▸ Tarea pendiente
Indica, según el fragmento de página sobre el restaurante La Granja, a qué precio servían la ración de jamón de bellota.

Pasa una foto y luego otra. En cada una Yolanda se detiene y hace un breve comentario. «Mira aquí no estaban todavía los arcos de la fachada», «aquí ampliamos la segunda planta», «aquí renovamos la imagen para que en lugar de mesón fuera restaurante»... En total calcula que habrán ejecutado unas seis grandes reformas, cada una supuso un hito. Pero el primero, y sin el que esta historia no habría acontecido fue la apertura. De eso también hay instantánea. Tras una barra de madera se ven dos figuras. Son Yolanda y Juan cuando empezaron este proyecto empresarial, aunque cueste reconocerlos tanto a ellos como al emplazamiento.
La apertura tuvo lugar poco después de que el cura les diera las bendiciones. «Fue todo muy rápido, no podías vivir con tu pareja sin estar casados», explican. Por aquel entonces la finca era una segunda vivienda de un hombre con negocios de hostelería de Santander, que propuso al joven matrimonio crear ahí un bar. «El trato era que él ponía el dinero y nosotros el trabajo», recuerdan. Incluso Juan se encargó de hacer la primera reforma. Por aquel entonces había un corral con gallinas y cabras, aunque de estas últimas Juan prefiere no acordarse; pero ahí está su esposa para refrescarle la memoria entre risas cómplices. No es baladí, porque en ese recuerdo, en ese gallinero hace ya mucho tiempo convertido en almacén, reside el nombre de La Granja.
«Los primeros tres años estuvimos sin descansar un sólo día», explican. Fue pasado ese tiempo que compraron la propiedad al promotor, pero lo hicieron con la idea de no estar más de diez años con ello, aunque finalmente han sido 40. Todo porque la carga de trabajo era prácticamente inabarcable. «Desde el minuto cero de la apertura estuvimos inundados, fue apabullante». Lo asegura Yolanda, que además de achacar ese éxito al don de gentes de Juan «que desde muy pequeño fue camarero» y a las dotes organizativas de ella, apunta a la buena calidad de su producto como la clave. En concreto, de los ibéricos. Eran muchos los que se acercaban a ese mesón típico con barricas a modo de mesa y mantel de cuadros para degustar jamón de bellota «a 500 pesetas la ración, cuando en Santander no lo encontrabas por menos de 800».
Ese local con encanto rústico, que no tenía capacidad para más de 50 personas, hace mucho que se quedó por el camino. Ahora La Granja es un espacio mucho más moderno, amplio y colorido. «Como pasar de la prehistoria al presente», resume Juan. El restaurante es desde hace años un referente en la celebración de comuniones, eventos, bodas y reuniones. Aunque la última será por los que han dado sabor, atención y calidad a su trayectoria estas cuatro décadas. Los más de cuarenta trabajadores que han formado parte de la historia de La Granja junto a familiares, amigos y allegados se juntarán ahí para poner un entrañable broche de oro.
La Granja escribe su punto y final, o un punto y aparte. Porque sus propietarios se retiran tras una merecida jubilación y después de que sus tres hijas, Lara, Lidia y Marina, hayan optado por no continuar con el legado de sus padres. «Nosotros nunca las orientamos a ello», reconoce Juan, y Yolanda lo confirma: «Es un trabajo muy esclavo y no es lo que queríamos para ellas». Además, de alguna manera si sus descendientes hubieran seguido con el restaurante, ellos también se habrían mantenido encadenados. Y se habría acabado convirtiendo en una cárcel. Y la Granja no es eso, es un remanso de paz a las puertas de los Valles Pasiegos, un bonito y trabajado recuerdo lleno de celebraciones que Juan y Yolanda han decidido dejar marchar. Porque, como dice ella, sin perder su jovial sonrisa, «lo que parece el final puede ser el principio».

▸ Líneas de datos

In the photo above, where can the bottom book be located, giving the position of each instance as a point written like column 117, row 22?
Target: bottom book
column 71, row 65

▸ Solución escrita
A 500 pesetas la ración.